** EXERCISE BRIEF **
Your answer should consist of the line holding "Where can the information" and all lines after it to the end of the material, copied exactly.

SOURCE MATERIAL START

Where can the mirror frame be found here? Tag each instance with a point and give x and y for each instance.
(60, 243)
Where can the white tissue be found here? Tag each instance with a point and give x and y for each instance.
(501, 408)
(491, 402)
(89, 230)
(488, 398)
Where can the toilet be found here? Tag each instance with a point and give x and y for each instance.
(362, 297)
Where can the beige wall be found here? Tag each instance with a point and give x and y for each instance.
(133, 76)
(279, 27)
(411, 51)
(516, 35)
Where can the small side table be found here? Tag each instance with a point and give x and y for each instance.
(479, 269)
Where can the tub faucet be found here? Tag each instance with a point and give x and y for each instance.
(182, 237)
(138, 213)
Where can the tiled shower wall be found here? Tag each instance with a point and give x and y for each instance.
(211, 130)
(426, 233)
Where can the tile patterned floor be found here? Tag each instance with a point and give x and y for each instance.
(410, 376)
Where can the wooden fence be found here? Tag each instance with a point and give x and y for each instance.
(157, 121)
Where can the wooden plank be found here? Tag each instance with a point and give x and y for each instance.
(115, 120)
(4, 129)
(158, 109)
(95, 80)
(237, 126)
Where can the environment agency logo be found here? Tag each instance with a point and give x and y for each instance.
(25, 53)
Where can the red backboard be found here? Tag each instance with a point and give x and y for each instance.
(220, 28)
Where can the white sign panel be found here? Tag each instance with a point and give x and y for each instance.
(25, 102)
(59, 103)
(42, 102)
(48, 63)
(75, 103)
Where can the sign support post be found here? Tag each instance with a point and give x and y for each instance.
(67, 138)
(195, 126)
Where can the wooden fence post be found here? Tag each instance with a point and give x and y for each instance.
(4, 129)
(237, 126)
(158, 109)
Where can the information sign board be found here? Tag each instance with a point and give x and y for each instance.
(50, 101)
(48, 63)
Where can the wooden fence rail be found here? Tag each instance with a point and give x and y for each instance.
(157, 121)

SOURCE MATERIAL END

** THE COMPLETED TASK **
Where can the information sign board be found here? Tag each instance with a point and give x and y for each instance.
(50, 101)
(48, 63)
Where can the wooden fence rail be found here? Tag each instance with a point and give x and y for each instance.
(157, 121)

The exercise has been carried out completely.